Task goal:
Turn the records below into a numbered list with one line per item, and leave out any blank lines.

Start of Input records

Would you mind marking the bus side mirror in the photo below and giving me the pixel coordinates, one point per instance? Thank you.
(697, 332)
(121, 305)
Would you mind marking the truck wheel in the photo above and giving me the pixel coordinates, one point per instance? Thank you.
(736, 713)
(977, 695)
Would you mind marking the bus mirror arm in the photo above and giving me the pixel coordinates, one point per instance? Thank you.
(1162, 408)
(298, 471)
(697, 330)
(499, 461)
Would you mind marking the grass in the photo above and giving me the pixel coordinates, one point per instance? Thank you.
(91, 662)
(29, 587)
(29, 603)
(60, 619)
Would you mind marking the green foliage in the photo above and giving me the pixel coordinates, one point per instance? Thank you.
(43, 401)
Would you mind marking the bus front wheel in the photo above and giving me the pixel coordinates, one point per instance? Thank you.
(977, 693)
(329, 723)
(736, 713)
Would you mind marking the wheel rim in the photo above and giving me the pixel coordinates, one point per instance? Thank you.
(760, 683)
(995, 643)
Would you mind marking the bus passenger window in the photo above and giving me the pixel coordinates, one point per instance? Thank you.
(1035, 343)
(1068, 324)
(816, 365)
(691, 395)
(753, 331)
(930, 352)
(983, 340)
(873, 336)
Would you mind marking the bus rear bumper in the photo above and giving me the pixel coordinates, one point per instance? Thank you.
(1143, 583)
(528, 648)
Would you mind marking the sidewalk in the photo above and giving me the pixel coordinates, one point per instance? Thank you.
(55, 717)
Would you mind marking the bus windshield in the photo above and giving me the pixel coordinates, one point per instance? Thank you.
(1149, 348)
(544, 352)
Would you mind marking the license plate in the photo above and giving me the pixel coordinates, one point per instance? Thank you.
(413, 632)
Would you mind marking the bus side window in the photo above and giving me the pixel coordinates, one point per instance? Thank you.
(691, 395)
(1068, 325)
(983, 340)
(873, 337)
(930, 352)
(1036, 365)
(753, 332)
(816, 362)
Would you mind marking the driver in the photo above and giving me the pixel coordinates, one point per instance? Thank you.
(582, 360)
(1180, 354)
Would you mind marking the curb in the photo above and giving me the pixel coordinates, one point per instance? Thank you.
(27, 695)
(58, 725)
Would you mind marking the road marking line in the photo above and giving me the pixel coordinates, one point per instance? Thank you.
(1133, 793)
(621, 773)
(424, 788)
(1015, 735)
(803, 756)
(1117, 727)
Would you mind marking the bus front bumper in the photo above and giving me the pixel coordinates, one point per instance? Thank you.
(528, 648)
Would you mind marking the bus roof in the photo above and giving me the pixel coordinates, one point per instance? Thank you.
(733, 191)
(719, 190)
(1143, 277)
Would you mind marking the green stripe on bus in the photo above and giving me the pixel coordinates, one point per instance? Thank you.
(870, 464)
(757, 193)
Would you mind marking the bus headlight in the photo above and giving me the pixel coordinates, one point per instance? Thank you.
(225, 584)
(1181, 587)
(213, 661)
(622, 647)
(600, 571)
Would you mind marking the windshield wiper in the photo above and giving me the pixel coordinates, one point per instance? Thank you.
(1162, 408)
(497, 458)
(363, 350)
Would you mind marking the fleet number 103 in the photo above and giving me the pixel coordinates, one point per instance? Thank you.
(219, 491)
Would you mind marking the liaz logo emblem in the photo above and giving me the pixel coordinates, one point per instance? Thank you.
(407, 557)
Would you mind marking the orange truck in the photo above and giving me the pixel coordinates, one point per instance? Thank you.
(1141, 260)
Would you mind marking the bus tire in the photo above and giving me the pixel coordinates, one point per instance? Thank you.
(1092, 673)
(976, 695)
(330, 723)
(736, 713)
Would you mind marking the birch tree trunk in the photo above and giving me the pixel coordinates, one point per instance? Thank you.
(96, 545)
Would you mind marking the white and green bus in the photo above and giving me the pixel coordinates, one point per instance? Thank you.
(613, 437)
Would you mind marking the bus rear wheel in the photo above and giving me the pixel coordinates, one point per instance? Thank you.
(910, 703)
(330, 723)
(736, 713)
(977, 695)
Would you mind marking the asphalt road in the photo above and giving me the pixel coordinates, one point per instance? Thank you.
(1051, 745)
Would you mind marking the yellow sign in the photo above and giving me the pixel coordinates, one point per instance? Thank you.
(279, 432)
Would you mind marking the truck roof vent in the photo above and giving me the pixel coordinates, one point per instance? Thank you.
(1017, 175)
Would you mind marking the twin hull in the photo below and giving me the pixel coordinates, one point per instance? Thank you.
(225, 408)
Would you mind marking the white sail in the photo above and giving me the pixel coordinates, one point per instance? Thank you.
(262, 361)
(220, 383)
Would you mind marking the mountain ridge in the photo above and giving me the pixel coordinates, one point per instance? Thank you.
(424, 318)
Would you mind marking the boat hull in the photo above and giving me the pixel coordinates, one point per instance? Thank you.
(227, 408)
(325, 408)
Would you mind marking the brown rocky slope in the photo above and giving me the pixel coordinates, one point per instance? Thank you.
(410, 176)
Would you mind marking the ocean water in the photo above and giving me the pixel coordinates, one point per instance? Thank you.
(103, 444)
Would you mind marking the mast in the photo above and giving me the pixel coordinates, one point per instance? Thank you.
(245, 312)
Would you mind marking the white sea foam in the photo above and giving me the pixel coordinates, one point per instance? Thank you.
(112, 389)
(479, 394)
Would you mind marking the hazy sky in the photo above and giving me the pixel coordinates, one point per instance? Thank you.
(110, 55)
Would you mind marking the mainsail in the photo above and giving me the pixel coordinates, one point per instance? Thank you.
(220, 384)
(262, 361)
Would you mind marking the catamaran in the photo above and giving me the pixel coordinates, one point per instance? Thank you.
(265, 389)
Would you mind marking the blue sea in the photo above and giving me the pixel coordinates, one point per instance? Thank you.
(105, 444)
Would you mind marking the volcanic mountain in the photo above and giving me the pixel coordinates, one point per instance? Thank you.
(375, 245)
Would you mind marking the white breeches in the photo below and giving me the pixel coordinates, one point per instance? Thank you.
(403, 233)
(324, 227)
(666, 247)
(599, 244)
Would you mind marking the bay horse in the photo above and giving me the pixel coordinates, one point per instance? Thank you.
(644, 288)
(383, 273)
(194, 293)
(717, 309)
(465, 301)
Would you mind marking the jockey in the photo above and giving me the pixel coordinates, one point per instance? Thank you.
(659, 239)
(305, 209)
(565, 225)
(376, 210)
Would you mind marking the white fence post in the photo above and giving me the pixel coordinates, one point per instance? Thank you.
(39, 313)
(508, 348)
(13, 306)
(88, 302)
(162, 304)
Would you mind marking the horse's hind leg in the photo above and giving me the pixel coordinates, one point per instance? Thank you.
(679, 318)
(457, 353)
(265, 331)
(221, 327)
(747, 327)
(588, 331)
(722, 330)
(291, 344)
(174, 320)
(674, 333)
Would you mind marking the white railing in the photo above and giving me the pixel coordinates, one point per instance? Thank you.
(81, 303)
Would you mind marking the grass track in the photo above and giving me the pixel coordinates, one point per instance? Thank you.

End of Input records

The response:
1. Would you mind marking the bus side mirror in the photo below and giving me the pixel coordinates, one point per instance? Thank you.
2. (697, 332)
3. (121, 305)
4. Would you mind marking the truck wheel in the photo above and giving me the pixel coordinates, one point per instance? Thank you.
5. (736, 713)
6. (977, 695)
7. Would you mind marking the bus mirror arm in the photo above and giving me the pixel coordinates, one point per instance? Thank you.
8. (1162, 408)
9. (298, 471)
10. (697, 330)
11. (499, 461)
12. Would you mind marking the grass in the photo above and giving me the pixel coordinates, one point per instance? Thank you.
13. (91, 662)
14. (29, 587)
15. (29, 603)
16. (60, 619)
17. Would you mind marking the green foliage in the photo above and giving me the pixel coordinates, one point per instance? Thank you.
18. (43, 401)
19. Would you mind marking the bus front wheel in the photo above and giving me the pixel coordinates, one point per instance? Thank you.
20. (977, 693)
21. (329, 723)
22. (736, 713)
23. Would you mind marking the wheel rim in the photo above and giving me the pixel coordinates, one point per instance? Thank you.
24. (760, 683)
25. (995, 643)
26. Would you mind marking the bus passenger window in the photo above and giving me the pixel coordinates, one point per instance? Thank you.
27. (1035, 343)
28. (1068, 324)
29. (816, 365)
30. (691, 395)
31. (753, 331)
32. (930, 352)
33. (983, 340)
34. (873, 336)
35. Would you mind marking the bus rear bumper in the photo above and giving me the pixel coordinates, one point per instance? Thank you.
36. (1143, 583)
37. (528, 648)
38. Would you mind marking the sidewalk in the photo above and giving me the pixel coordinates, one point per instance? Thank you.
39. (55, 717)
40. Would you mind marking the bus windshield in the photo above and giving me the pixel coordinates, one point per instance? Thank you.
41. (1149, 348)
42. (544, 352)
43. Would you mind marking the license plate in the photo above and giving me the pixel coordinates, one point per instance? Thank you.
44. (413, 632)
45. Would you mind marking the bus side window in the photo above and giving me the pixel coordinates, one point per instance? Thank you.
46. (691, 395)
47. (1068, 325)
48. (983, 340)
49. (873, 337)
50. (930, 352)
51. (1036, 365)
52. (753, 332)
53. (816, 362)
54. Would you mind marking the driver in the photo above and giving me the pixel coordinates, one point per instance? Thank you.
55. (582, 360)
56. (1180, 354)
57. Would you mind marking the curb in the photo above and giving me the pixel coordinates, one point per instance? Thank you.
58. (27, 695)
59. (58, 725)
60. Would you mind marking the road marking line in the photo above and giving me the pixel coordinates, one point per instance? Thank you.
61. (1133, 793)
62. (621, 773)
63. (424, 788)
64. (1015, 735)
65. (803, 756)
66. (1117, 727)
67. Would you mind marking the bus front bumper in the photo above and giving me the pixel coordinates, one point per instance? Thank you.
68. (528, 648)
69. Would you mind marking the bus roof in the photo above and giving me the pixel coordinates, one point per instance? Thank you.
70. (733, 191)
71. (719, 190)
72. (1143, 277)
73. Would you mind marking the green stripe on bus in the photo above and giving me the pixel coordinates, one point per instance? Thank you.
74. (870, 464)
75. (757, 193)
76. Would you mind marking the bus headlight in the photo above and giving me the pixel coordinates, one point per instance? Thank you.
77. (225, 584)
78. (1181, 587)
79. (213, 661)
80. (622, 647)
81. (600, 571)
82. Would you mind marking the windshield wiper in the photo above and giving me the pixel coordinates, one point per instance? Thank you.
83. (1162, 408)
84. (497, 458)
85. (363, 350)
86. Would you mind marking the fleet number 103 in the photo above and giving me the pixel coordinates, one point per instance? Thank you.
87. (219, 491)
88. Would you mind marking the liaz logo emblem in the photo above and giving me the pixel coordinates, one point per instance? Thank you.
89. (407, 557)
90. Would you mind marking the orange truck in the photo above and giving me the pixel coordinates, one point per instance? Thank you.
91. (1141, 260)
92. Would you mind marking the bus tire in the photo above and giving me the pixel coordinates, one point per instance? Thank you.
93. (1092, 673)
94. (976, 695)
95. (330, 723)
96. (736, 713)
97. Would you mind marking the birch tree trunk in the photo above and giving me the pixel coordinates, one point per instance? Thank you.
98. (96, 545)
99. Would you mind marking the white and green bus in the photo above and giving me the pixel coordinates, one point per instance? Thank you.
100. (613, 437)
101. Would you mind marking the bus rear wheel in the photo above and giving me the pixel coordinates, one point per instance? Thank you.
102. (910, 703)
103. (330, 723)
104. (736, 713)
105. (977, 695)
106. Would you mind marking the asphalt road in the photo above and giving me the pixel coordinates, one point per instance? Thank you.
107. (1051, 745)
108. Would you mind marking the yellow sign in the photo above and giving me the pixel coordinates, one point per instance? Thank you.
109. (279, 432)
110. Would you mind marking the truck roof vent in the photo above and giving me the pixel coordinates, one point per instance? Thank you.
111. (1017, 175)
112. Would you mind marking the twin hull in the photo below and giving me the pixel coordinates, one point per instance? Thank you.
113. (225, 408)
114. Would you mind marking the white sail in the photo above and giving me the pixel coordinates, one point per instance? Thank you.
115. (262, 361)
116. (220, 383)
117. Would you mind marking the mountain ridge in the photo above and giving me the pixel coordinates, one point per instance? Thank you.
118. (424, 318)
119. Would you mind marking the boat hull in the photo above and giving me the pixel coordinates, one point per instance? Thank you.
120. (227, 408)
121. (325, 408)
122. Would you mind marking the brown rocky slope in the photo above and giving me the pixel coordinates, one point per instance? Thank you.
123. (410, 176)
124. Would you mind marking the ocean water in the photo above and giving me the pixel coordinates, one point per instance? Thank you.
125. (103, 444)
126. Would you mind marking the mast in the photo above and giving me the pixel coordinates, one point per instance? Thank you.
127. (245, 312)
128. Would you mind marking the white sea foam in the photo above and giving me the pixel coordinates, one point per instance? Thank you.
129. (112, 389)
130. (479, 394)
131. Would you mind marking the hazy sky in the photo above and giving me the pixel coordinates, one point per instance? Thank you.
132. (110, 55)
133. Would you mind marking the mainsail in the photo above and giving me the pixel coordinates, one point per instance? Thank you.
134. (220, 384)
135. (262, 361)
136. Would you mind marking the catamaran in the photo above and giving me the pixel coordinates, one point per instance? Thank you.
137. (265, 389)
138. Would you mind marking the blue sea in the photo above and giving me the pixel coordinates, one point per instance? Thank you.
139. (105, 444)
140. Would you mind marking the volcanic mountain in the photo above and giving me the pixel coordinates, one point per instance? Thank you.
141. (375, 245)
142. Would you mind marking the white breeches in the photo below and giving me the pixel coordinates, one point per instance? Thank you.
143. (403, 233)
144. (324, 227)
145. (666, 247)
146. (599, 244)
147. Would you mind marking the bay horse in the photo above and giving me the pixel coordinates, one point per instance? Thank you.
148. (644, 288)
149. (383, 273)
150. (194, 293)
151. (717, 309)
152. (465, 301)
153. Would you mind marking the jockey in the photo above and giving me the pixel coordinates, one point per instance? Thank you.
154. (659, 239)
155. (305, 209)
156. (565, 225)
157. (376, 210)
158. Would you mind marking the white fence post in the photo above and giving me the pixel coordinates, one point per instance? Thank you.
159. (39, 313)
160. (508, 348)
161. (13, 306)
162. (88, 302)
163. (162, 304)
164. Would you mind marking the horse's hind leg in the photo above and giving me the pixel coordinates, one point per instance? Thank you.
165. (679, 318)
166. (457, 353)
167. (265, 331)
168. (221, 327)
169. (747, 327)
170. (588, 331)
171. (722, 330)
172. (291, 344)
173. (174, 320)
174. (674, 333)
175. Would you mind marking the white railing in the photo above and giving me the pixel coordinates, one point per instance? Thank you.
176. (81, 303)
177. Would you mind marking the grass track in the photo above and giving me the pixel coordinates, one point per instance? Thank you.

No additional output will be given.